◆ TASK INSTRUCTIONS: In the Mānoa Valley neighborhood guide, who planted some of the first coffee trees in the valley, and in what year?

Your O‘ahu Neighborhood Guide: There’s Something About Mānoa Valley
Winding its way through a community that’s part college town, part longtime historic neighborhood, East Mānoa Road is going modern, in a small-town way.
There’s something about Mānoa Valley. Ka‘ahumanu built a home on the Tantalus side of the slopes. Wetland taro and ‘ōhi‘a thrived in the verdant land and in 1825, John Wilkinson planted some of the first coffee trees there. Today, the usually misty Ko‘olau mountain range stretches above the homes of a quiet community of retirees and families who congregate in the small businesses along East Mānoa Road, and the University of Hawai‘i Mānoa campus.

◆ DATA SECTION:
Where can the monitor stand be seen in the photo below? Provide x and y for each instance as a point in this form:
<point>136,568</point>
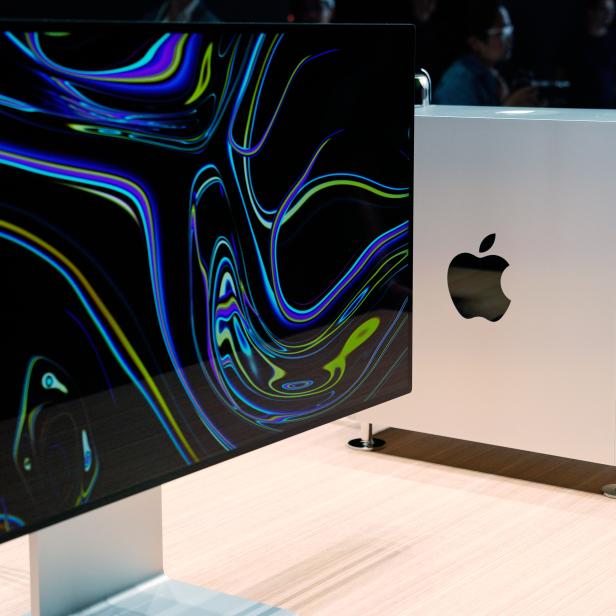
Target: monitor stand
<point>110,562</point>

◆ RESULT: John Wilkinson, in 1825.